**Provided records:**
───

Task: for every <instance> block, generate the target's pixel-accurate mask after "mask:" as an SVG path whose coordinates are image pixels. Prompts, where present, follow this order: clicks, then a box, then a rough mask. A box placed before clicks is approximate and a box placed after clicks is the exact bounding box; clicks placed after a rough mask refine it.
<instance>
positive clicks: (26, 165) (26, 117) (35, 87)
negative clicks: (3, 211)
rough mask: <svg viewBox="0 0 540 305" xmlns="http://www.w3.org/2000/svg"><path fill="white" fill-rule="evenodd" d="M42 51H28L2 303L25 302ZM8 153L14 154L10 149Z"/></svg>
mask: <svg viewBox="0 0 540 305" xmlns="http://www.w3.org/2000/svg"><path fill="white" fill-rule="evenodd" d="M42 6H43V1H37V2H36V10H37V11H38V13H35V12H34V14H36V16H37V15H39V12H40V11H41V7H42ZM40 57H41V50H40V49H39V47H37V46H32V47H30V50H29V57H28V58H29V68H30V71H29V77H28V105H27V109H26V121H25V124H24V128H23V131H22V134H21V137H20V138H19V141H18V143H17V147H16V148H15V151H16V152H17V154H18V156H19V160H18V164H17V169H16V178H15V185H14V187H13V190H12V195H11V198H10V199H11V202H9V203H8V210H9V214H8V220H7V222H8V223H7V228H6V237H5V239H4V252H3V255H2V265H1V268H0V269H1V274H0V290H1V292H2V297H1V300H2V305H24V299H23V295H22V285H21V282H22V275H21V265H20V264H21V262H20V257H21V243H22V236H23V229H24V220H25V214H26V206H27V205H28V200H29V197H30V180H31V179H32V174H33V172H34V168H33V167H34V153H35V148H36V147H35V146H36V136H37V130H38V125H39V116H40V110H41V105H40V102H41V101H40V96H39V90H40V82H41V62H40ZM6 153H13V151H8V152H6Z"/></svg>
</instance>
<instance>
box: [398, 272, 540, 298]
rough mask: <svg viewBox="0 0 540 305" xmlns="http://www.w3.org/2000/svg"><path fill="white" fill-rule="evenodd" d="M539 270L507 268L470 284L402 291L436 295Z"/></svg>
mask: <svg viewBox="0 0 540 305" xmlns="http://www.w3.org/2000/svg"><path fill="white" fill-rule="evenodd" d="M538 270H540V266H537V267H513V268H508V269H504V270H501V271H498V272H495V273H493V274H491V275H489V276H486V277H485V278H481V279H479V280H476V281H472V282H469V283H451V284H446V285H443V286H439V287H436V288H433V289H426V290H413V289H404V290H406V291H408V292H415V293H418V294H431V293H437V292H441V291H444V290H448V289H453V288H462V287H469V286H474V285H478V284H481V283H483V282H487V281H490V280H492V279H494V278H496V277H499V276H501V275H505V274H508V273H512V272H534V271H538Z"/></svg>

───

**What you are asked to do:** Write out the entire listing above line for line, changing nothing.

**Expected answer:**
Task: for every <instance> block, generate the target's pixel-accurate mask after "mask:" as an SVG path whose coordinates are image pixels. Prompts, where present, follow this order: clicks, then a box, then a rough mask. A box placed before clicks is approximate and a box placed after clicks is the exact bounding box; clicks placed after a rough mask refine it.
<instance>
positive clicks: (26, 165) (26, 117) (35, 87)
negative clicks: (3, 211)
rough mask: <svg viewBox="0 0 540 305" xmlns="http://www.w3.org/2000/svg"><path fill="white" fill-rule="evenodd" d="M42 51H28L2 303L25 302ZM8 153L14 154L10 149Z"/></svg>
mask: <svg viewBox="0 0 540 305" xmlns="http://www.w3.org/2000/svg"><path fill="white" fill-rule="evenodd" d="M42 6H43V1H37V2H36V10H37V11H38V13H35V12H34V14H36V16H37V15H39V12H40V11H41V7H42ZM40 57H41V50H40V49H39V47H37V46H32V47H30V50H29V57H28V58H29V68H30V71H29V77H28V105H27V109H26V121H25V124H24V128H23V131H22V134H21V137H20V138H19V141H18V143H17V147H16V148H15V151H16V152H17V154H18V156H19V160H18V164H17V169H16V178H15V185H14V187H13V190H12V195H11V198H10V199H11V202H9V203H8V210H9V214H8V220H7V222H8V223H7V228H6V237H5V239H4V252H3V255H2V265H1V268H0V269H1V274H0V290H1V292H2V297H1V300H2V305H24V299H23V295H22V285H21V282H22V275H21V265H20V264H21V262H20V257H21V243H22V236H23V229H24V220H25V214H26V206H27V205H28V200H29V197H30V180H31V179H32V174H33V172H34V168H33V167H34V153H35V148H36V147H35V146H36V136H37V130H38V125H39V116H40V110H41V105H40V102H41V101H40V96H39V90H40V82H41V62H40ZM6 153H13V151H8V152H6Z"/></svg>
</instance>
<instance>
box: [398, 272, 540, 298]
rough mask: <svg viewBox="0 0 540 305" xmlns="http://www.w3.org/2000/svg"><path fill="white" fill-rule="evenodd" d="M539 270L507 268L470 284L402 291L436 295Z"/></svg>
mask: <svg viewBox="0 0 540 305" xmlns="http://www.w3.org/2000/svg"><path fill="white" fill-rule="evenodd" d="M538 270H540V266H537V267H513V268H508V269H504V270H501V271H498V272H495V273H493V274H491V275H489V276H486V277H485V278H481V279H479V280H476V281H472V282H469V283H451V284H446V285H443V286H439V287H436V288H433V289H426V290H413V289H404V290H406V291H408V292H415V293H418V294H431V293H437V292H441V291H444V290H448V289H453V288H462V287H469V286H474V285H478V284H481V283H483V282H487V281H490V280H492V279H494V278H496V277H499V276H501V275H505V274H508V273H512V272H534V271H538Z"/></svg>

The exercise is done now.